Supplied passage:
** BEGIN **

Over the past year, I’ve been incredibly fortunate to have had more time than ever to pursue hobbies outside of music. One of my hobbies was learning how to bake sourdough bread and grow a starter. I learned pretty quickly that bread-making and practicing an instrument are more similar than I would have thought. For example, for the type of bread I make, I concentrate my efforts on consistency — having the same ratio between flour, water, and yeast. A certain level of adaptability and finesse is required to gauge the time that each step in the fermentation process will take (much of the timing is dependent on the temperature of the room and dough, relative humidity in your kitchen, and the ratio of ingredients). In turn, managing these variables to produce a loaf of bread that is delicious and beautiful is no small feat.

** END **

Short problem 1:
In the sourdough passage, between "Over the past" and "no small feat.", inclusive, change "ratio" to "proportion" and write out that section again.
Short problem 2:
Write the next part of the passage on baking sourdough bread, picking up after its final sentence.

Record excerpts:
** BEGIN **

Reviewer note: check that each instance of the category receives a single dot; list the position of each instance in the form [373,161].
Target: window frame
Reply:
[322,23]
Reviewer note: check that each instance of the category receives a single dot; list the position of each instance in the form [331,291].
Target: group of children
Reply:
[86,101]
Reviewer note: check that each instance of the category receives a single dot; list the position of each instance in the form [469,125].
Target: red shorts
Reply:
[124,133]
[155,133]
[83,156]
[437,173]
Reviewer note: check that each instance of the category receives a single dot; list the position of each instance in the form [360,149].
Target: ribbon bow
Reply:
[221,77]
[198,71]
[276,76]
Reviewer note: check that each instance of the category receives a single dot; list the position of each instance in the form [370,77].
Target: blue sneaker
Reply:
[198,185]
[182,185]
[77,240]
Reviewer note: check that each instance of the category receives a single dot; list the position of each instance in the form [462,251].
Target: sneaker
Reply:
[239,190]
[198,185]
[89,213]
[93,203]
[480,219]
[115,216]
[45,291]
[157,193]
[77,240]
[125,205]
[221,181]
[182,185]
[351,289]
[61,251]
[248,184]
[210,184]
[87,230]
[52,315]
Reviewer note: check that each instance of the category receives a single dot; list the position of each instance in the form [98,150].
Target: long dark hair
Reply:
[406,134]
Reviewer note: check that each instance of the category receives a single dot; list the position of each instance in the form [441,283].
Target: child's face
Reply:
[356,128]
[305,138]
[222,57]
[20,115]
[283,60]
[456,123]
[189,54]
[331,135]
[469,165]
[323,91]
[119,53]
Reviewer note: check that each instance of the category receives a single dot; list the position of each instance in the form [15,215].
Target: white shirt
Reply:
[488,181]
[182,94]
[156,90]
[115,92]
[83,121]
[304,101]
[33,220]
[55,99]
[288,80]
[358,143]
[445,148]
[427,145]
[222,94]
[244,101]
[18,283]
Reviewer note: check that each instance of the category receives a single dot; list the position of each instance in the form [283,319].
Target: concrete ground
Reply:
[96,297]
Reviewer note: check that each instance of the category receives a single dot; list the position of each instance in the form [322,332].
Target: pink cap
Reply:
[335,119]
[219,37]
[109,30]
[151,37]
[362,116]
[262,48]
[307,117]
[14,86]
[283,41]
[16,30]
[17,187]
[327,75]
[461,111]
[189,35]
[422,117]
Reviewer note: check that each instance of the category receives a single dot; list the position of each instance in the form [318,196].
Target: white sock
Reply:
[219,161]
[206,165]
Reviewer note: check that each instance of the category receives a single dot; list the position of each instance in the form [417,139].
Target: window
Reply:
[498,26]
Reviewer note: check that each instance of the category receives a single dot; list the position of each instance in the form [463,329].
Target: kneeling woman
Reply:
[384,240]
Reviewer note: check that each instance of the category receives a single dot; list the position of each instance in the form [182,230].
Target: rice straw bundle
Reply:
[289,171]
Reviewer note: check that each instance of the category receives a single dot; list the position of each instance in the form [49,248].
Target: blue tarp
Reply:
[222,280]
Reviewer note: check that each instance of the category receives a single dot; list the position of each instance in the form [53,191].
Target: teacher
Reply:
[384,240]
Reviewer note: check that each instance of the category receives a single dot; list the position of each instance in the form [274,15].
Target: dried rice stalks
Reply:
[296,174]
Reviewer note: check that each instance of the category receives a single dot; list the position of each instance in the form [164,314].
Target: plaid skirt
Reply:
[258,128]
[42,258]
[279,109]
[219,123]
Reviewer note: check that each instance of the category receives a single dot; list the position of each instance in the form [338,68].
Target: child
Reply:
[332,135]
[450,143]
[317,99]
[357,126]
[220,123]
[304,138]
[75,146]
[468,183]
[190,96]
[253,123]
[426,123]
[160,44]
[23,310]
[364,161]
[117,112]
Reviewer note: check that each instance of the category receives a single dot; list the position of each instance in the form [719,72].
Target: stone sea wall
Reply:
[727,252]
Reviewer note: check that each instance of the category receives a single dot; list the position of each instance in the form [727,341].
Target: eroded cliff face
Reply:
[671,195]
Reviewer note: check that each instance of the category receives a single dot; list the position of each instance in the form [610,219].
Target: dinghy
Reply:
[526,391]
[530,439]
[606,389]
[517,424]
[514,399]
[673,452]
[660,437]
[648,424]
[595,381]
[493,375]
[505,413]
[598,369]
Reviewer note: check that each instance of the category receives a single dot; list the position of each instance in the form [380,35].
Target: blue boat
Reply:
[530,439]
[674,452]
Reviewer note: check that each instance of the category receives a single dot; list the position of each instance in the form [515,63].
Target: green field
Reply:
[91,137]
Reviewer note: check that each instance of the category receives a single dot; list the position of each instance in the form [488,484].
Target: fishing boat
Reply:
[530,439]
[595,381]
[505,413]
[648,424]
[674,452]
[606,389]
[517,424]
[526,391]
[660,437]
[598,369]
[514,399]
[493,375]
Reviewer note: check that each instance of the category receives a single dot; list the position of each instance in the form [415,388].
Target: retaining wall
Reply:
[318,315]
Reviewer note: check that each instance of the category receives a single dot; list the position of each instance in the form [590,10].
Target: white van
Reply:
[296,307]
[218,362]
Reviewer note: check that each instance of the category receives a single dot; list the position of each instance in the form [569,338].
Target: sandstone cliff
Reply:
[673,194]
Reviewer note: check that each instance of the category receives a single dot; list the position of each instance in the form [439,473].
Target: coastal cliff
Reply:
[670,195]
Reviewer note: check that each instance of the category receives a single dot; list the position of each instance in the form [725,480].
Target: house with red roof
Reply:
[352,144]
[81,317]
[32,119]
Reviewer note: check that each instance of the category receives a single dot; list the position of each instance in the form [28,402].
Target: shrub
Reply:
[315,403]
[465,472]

** END **

Expected answer 1:
Over the past year, I’ve been incredibly fortunate to have had more time than ever to pursue hobbies outside of music. One of my hobbies was learning how to bake sourdough bread and grow a starter. I learned pretty quickly that bread-making and practicing an instrument are more similar than I would have thought. For example, for the type of bread I make, I concentrate my efforts on consistency — having the same proportion between flour, water, and yeast. A certain level of adaptability and finesse is required to gauge the time that each step in the fermentation process will take (much of the timing is dependent on the temperature of the room and dough, relative humidity in your kitchen, and the proportion of ingredients). In turn, managing these variables to produce a loaf of bread that is delicious and beautiful is no small feat.

Expected answer 2:
My approach to practicing an instrument is quite similar. I aim for consistency by being conscious of the variables that affect my playing and strive for a product that is beautiful and artful in the end. Another connection I’ve drawn is that both bread-making and learning an instrument take time to develop skills on. It took me months of consistent practice to nail down my bread recipe; it’s taken me years on the euphonium to hone my sound.
Consequently, my life is infinitely richer with a greater appreciation of both bread-making and playing the euphonium. However, it’s sometimes hard to see value at a macro-level while doing either without the luxury of hindsight. With all of this in mind, I implore people to act purposefully and try to find value in the “little things” in life, whether they be the day-to-day routine of practicing an instrument or making bread.